### REQUEST
Copy the listing below line for line, with no changes.

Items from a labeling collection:
▼▼▼
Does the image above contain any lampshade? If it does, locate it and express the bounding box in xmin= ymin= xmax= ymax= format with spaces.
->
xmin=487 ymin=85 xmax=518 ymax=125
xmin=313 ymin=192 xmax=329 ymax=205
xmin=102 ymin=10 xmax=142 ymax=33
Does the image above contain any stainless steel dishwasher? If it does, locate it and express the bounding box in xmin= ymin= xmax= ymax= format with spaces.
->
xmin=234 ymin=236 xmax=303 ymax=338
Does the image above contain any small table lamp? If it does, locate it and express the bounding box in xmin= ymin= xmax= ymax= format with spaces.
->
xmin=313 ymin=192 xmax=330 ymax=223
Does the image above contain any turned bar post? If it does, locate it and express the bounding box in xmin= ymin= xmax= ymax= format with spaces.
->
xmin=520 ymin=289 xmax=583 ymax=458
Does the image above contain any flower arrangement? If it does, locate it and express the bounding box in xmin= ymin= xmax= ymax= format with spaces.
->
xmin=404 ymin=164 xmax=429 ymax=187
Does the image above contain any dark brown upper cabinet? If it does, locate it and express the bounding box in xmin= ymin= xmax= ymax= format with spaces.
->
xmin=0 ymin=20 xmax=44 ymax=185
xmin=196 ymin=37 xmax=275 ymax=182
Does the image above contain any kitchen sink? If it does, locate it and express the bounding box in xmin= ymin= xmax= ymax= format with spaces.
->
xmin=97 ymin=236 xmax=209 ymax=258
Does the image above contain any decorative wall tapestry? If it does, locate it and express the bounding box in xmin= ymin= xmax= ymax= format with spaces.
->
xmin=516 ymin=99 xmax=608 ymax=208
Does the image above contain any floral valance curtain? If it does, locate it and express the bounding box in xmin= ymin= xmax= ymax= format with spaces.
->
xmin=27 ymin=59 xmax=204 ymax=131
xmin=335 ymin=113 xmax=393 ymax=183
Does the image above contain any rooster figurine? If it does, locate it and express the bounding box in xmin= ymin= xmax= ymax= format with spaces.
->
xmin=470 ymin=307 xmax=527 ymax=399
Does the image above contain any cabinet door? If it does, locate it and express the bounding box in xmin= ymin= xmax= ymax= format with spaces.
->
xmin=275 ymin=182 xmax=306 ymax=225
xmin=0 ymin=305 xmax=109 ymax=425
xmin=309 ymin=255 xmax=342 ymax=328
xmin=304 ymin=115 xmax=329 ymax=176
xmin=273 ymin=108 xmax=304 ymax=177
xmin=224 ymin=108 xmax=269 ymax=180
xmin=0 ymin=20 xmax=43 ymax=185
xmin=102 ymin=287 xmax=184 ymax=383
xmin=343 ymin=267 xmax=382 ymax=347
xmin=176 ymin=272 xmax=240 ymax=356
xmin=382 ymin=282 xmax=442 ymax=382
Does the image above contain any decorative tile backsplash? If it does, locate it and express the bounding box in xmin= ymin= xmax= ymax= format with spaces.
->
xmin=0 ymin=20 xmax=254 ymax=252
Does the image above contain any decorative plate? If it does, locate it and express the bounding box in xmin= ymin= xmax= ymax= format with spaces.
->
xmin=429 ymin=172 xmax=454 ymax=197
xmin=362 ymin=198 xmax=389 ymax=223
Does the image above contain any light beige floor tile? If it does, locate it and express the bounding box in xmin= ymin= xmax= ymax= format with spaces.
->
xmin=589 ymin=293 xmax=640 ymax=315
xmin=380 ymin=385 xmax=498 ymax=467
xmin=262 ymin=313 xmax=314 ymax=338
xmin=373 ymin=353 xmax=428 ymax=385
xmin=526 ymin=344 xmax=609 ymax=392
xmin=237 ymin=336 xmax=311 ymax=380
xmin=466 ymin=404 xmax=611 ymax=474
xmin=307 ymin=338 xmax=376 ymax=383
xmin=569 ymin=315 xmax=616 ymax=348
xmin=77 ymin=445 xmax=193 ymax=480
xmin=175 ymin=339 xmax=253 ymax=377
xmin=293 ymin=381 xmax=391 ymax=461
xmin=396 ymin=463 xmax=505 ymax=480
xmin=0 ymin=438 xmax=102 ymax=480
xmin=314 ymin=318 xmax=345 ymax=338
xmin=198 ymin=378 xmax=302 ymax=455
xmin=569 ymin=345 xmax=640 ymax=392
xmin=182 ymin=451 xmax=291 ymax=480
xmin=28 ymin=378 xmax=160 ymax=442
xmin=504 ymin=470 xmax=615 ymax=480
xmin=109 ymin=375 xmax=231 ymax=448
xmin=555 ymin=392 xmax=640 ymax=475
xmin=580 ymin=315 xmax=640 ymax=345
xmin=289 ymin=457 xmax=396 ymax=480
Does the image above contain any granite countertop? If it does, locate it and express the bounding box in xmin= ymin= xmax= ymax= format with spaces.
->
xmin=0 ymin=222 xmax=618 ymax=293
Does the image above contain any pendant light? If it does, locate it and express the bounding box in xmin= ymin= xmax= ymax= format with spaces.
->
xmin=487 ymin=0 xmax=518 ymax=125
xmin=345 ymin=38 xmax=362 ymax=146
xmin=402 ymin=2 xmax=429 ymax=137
▲▲▲
### SOLUTION
Does the image above contain any lampshade? If it does, locate it and express the bounding box in xmin= ymin= xmax= ymax= format with spaces.
->
xmin=487 ymin=85 xmax=518 ymax=125
xmin=313 ymin=192 xmax=329 ymax=205
xmin=102 ymin=10 xmax=142 ymax=33
Does the image above contain any stainless steel dishwasher? If it does, locate it and express the bounding box in xmin= ymin= xmax= ymax= format with spaces.
->
xmin=234 ymin=236 xmax=303 ymax=338
Does the image above contain any small table lamp? If it does, locate it and express the bounding box in xmin= ymin= xmax= ymax= format with spaces.
->
xmin=313 ymin=192 xmax=330 ymax=223
Does the image above contain any turned bar post? If it does, locate it and express the bounding box in xmin= ymin= xmax= ymax= format with spaces.
->
xmin=520 ymin=289 xmax=583 ymax=458
Does the image above contain any flower arrangement? If it does, locate it and express the bounding box in xmin= ymin= xmax= ymax= format with spaces.
->
xmin=404 ymin=164 xmax=429 ymax=187
Does the image above contain any dark brown upper cabinet? If it does, locate it and express the bounding box in xmin= ymin= xmax= ymax= format with spaces.
->
xmin=0 ymin=20 xmax=44 ymax=185
xmin=196 ymin=37 xmax=275 ymax=182
Does the image above contain any kitchen sink? If it does, locate it and express the bounding box in xmin= ymin= xmax= ymax= format with spaces.
->
xmin=97 ymin=236 xmax=209 ymax=258
Does the image above contain any decorative wall tapestry? If it does, locate it and express the bounding box in xmin= ymin= xmax= ymax= format with spaces.
->
xmin=516 ymin=99 xmax=608 ymax=208
Does the image above contain any floral valance curtain? If it does, locate it and express the bounding box in xmin= ymin= xmax= ymax= format with spaces.
->
xmin=27 ymin=59 xmax=204 ymax=131
xmin=335 ymin=113 xmax=393 ymax=183
Does the image above contain any rooster figurine? If it does, locate it and express the bounding box in xmin= ymin= xmax= ymax= format with spaces.
->
xmin=470 ymin=307 xmax=527 ymax=399
Does the image above contain any cabinet door? If it does, locate it and express the bounding box in xmin= ymin= xmax= ymax= format with spaces.
->
xmin=275 ymin=182 xmax=306 ymax=225
xmin=0 ymin=305 xmax=109 ymax=425
xmin=309 ymin=255 xmax=342 ymax=328
xmin=304 ymin=115 xmax=329 ymax=176
xmin=273 ymin=108 xmax=304 ymax=177
xmin=224 ymin=108 xmax=269 ymax=180
xmin=0 ymin=20 xmax=43 ymax=185
xmin=102 ymin=287 xmax=184 ymax=383
xmin=343 ymin=267 xmax=382 ymax=347
xmin=176 ymin=272 xmax=240 ymax=356
xmin=382 ymin=282 xmax=442 ymax=382
Does the image above contain any decorative tile backsplash? If it does, locate it and express the bounding box in xmin= ymin= xmax= ymax= format with spaces.
->
xmin=0 ymin=20 xmax=254 ymax=252
Does the image above contain any decorative plate? If it does, locate it and express the bounding box in xmin= ymin= xmax= ymax= format with spaces.
->
xmin=429 ymin=172 xmax=454 ymax=197
xmin=362 ymin=198 xmax=389 ymax=223
Does the image above contain any light beige floor tile? If it does, locate it and express the bounding box in xmin= ymin= xmax= ymax= format with spaces.
->
xmin=589 ymin=293 xmax=640 ymax=315
xmin=380 ymin=385 xmax=498 ymax=467
xmin=262 ymin=313 xmax=314 ymax=338
xmin=373 ymin=353 xmax=428 ymax=385
xmin=526 ymin=344 xmax=609 ymax=392
xmin=237 ymin=336 xmax=311 ymax=380
xmin=466 ymin=404 xmax=611 ymax=474
xmin=307 ymin=338 xmax=376 ymax=383
xmin=569 ymin=315 xmax=616 ymax=348
xmin=77 ymin=445 xmax=193 ymax=480
xmin=175 ymin=339 xmax=253 ymax=377
xmin=293 ymin=381 xmax=391 ymax=461
xmin=396 ymin=463 xmax=505 ymax=480
xmin=0 ymin=438 xmax=102 ymax=480
xmin=314 ymin=318 xmax=345 ymax=338
xmin=198 ymin=378 xmax=302 ymax=455
xmin=569 ymin=345 xmax=640 ymax=392
xmin=182 ymin=451 xmax=291 ymax=480
xmin=28 ymin=378 xmax=160 ymax=442
xmin=504 ymin=470 xmax=615 ymax=480
xmin=109 ymin=375 xmax=231 ymax=448
xmin=555 ymin=392 xmax=640 ymax=475
xmin=580 ymin=315 xmax=640 ymax=345
xmin=289 ymin=457 xmax=396 ymax=480
Does the image above contain any granite countertop? If it does, locate it and express the bounding box in xmin= ymin= xmax= ymax= format with spaces.
->
xmin=0 ymin=222 xmax=618 ymax=293
Does the image above contain any pendant light? If it does, locate it and express the bounding box in xmin= ymin= xmax= ymax= format with spaces.
->
xmin=487 ymin=0 xmax=518 ymax=125
xmin=345 ymin=38 xmax=362 ymax=146
xmin=402 ymin=2 xmax=429 ymax=137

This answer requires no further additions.